Document excerpt
Guitar man goes back to basics
Slash
Hydro, Glasgow
★★★
Iconic guitar man Slash was last seen in Glasgow saving the day at the Guns N Roses show in Bellahouston Park while his old buddy Axl Rose walked a tightrope between charming and cringeworthy. When he heads out under his own name, his wingman is Alter Bridge singer Myles Kennedy, an effortless rock vocalist but not much of a ringmaster.
“I can’t hear you,” he tells the crowd in cursory frontman fashion. The crowd could make the same criticism of him but when the classic rock clamour of his band The Conspirators was sufficiently pared back, Kennedy demonstrated his musical chops.
Slash solo is a back-to-basics affair with negligible stagecraft. Of course, the main man poured his energies into a succession of varied solos on a carousel of guitars and broke out the occasional hop, skip and duck walk, but there was an overall diffidence to the performance until bassist Todd Kerns stepped forward to helm a cover of Lenny Kravitz’s Always on the Run with the dumb, infectious enthusiasm of the committed rock rabble rouser. In general, the looser and more low-slung the tunes the better. The garagey Halo rolled as well as rocked, catchy jam Actions Speak Louder Than Words even swung a little and Kerns was great company once more on the irreverent punky thrash of Doctor Alibi.

Records from a dataset
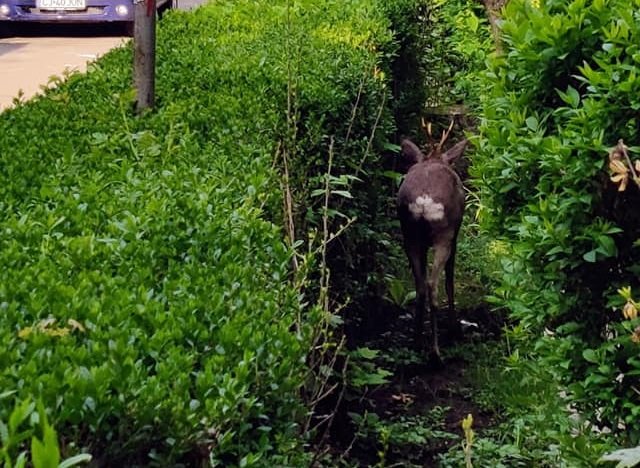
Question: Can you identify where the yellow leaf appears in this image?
[18,327,33,340]
[67,319,87,332]
[618,177,629,192]
[622,301,638,320]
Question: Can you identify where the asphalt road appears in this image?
[0,0,203,112]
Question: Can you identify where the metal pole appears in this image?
[133,0,156,112]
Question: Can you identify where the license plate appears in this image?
[36,0,87,10]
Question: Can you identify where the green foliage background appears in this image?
[0,0,420,466]
[472,0,640,450]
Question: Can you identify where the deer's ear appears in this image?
[442,138,469,164]
[400,140,424,165]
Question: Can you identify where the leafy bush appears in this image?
[0,0,416,466]
[473,0,640,450]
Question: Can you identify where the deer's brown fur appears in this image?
[397,137,467,363]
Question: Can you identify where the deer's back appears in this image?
[398,161,464,229]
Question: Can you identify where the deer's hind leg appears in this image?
[427,239,452,363]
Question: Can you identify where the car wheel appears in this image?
[124,21,135,37]
[158,0,173,19]
[0,22,14,38]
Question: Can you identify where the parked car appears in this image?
[0,0,173,36]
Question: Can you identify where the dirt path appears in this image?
[330,306,501,467]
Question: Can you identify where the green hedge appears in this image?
[473,0,640,443]
[0,0,410,466]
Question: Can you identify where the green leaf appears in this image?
[58,453,93,468]
[331,190,353,198]
[600,446,640,468]
[525,115,538,132]
[582,349,598,364]
[354,347,380,359]
[582,250,596,263]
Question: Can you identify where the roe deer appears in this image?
[397,122,468,365]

Your tasks
A – Decide whether each statement below agrees with the Slash concert review, answering yes or no and quoting the words from the review that decide it. (i) Myles Kennedy is the singer of Alter Bridge. (ii) Todd Kerns led a cover of a Lenny Kravitz song. (iii) The review describes Slash's solo show as rich in elaborate stagecraft.
B – Pick up the Slash concert review after its final sentence and write the next part.

Solved problems
A –
(i) Yes: "Alter Bridge singer Myles Kennedy"
(ii) Yes: "bassist Todd Kerns stepped forward to helm a cover of Lenny Kravitz’s Always on the Run"
(iii) No: "Slash solo is a back-to-basics affair with negligible stagecraft."

B –
There were softer highlights too, particularly Starlight which opened with a soulful melodic Slash solo and proceeded with Kennedy delivering his finest rhythm ’n’ blues vocal before, rather bizarrely, dedicating Fill My World to pets, encouraging the audience to hold up phone pics of their furry (or, in Slash’s case, scaly) friends.
Almost two hours in, the encore demonstrated the wild diversity of the show with Slash covering Elton John’s Rocket Man on pedal steel then laying waste with the arpeggio action of Anastasia.